● **Extracted records**:
[BEGIN]

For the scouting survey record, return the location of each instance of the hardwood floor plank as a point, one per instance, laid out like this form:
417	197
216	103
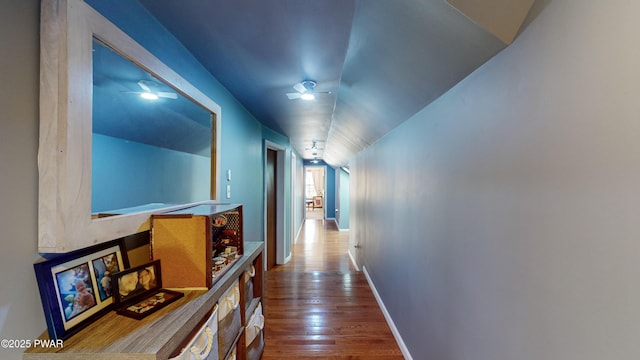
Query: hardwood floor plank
318	306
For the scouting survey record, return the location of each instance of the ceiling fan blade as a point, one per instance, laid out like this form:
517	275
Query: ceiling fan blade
300	88
144	86
167	95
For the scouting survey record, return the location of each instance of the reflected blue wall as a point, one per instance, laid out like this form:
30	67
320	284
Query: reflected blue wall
241	146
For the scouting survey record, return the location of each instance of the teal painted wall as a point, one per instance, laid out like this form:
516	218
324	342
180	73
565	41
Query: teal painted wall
241	147
132	174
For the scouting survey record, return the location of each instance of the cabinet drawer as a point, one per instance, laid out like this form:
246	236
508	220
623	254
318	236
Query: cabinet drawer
229	322
232	355
229	301
254	325
204	344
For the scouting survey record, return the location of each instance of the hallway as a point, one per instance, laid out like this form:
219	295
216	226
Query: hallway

[END]

The entries above are to be returned exactly, without their pictures.

● **Task solution**:
For the scouting survey record, return the location of each instance of the hardwood floor plank as a point, one per instance, laid out like this form:
417	197
216	103
Query: hardwood floor plank
318	306
For the scouting survey record, return the location of each instance of the ceiling fan blade as a point, one per instance, laid out like this form:
517	275
Query: ceiling fan blade
300	88
144	86
167	95
For the scouting survey record, return the location of each instance of the reflected blue wall as a point, one per instance, laid out like this form:
30	67
320	284
Query: reflected blue wall
241	146
For the scouting survey record, return the location of each instance of the teal painted wall as a point, one per instance, laid out like this form:
516	218
324	342
180	73
565	41
Query: teal painted wall
241	147
132	174
For the scouting survey record, return the location of each instance of the cabinet drawer as a point, one per instance, laid out like this form:
246	236
508	220
623	254
318	236
Query: cabinet drawer
229	322
232	355
229	301
254	325
204	344
For the scouting survey record, return the location of each instance of the hallway as a point, one per instance, laid out like this form:
219	295
216	226
Query: hallway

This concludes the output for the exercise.